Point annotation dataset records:
---
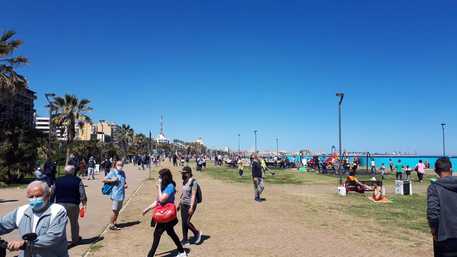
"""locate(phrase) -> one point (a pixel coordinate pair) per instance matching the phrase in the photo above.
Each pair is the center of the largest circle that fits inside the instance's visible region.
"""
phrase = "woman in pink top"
(420, 168)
---
> AIM
Write out every line of the items above again, requests included, but add 139 to each pixel coordinate value in the answers. Leave the pictures out.

> REPLY
"""locate(phrase) -> one point (a pixel coordinate pair) per instance matching the phrase in the photo above.
Each pair is the center of the largest circle that fits inside the instance's visible region.
"""
phrase = "woman in pink top"
(559, 307)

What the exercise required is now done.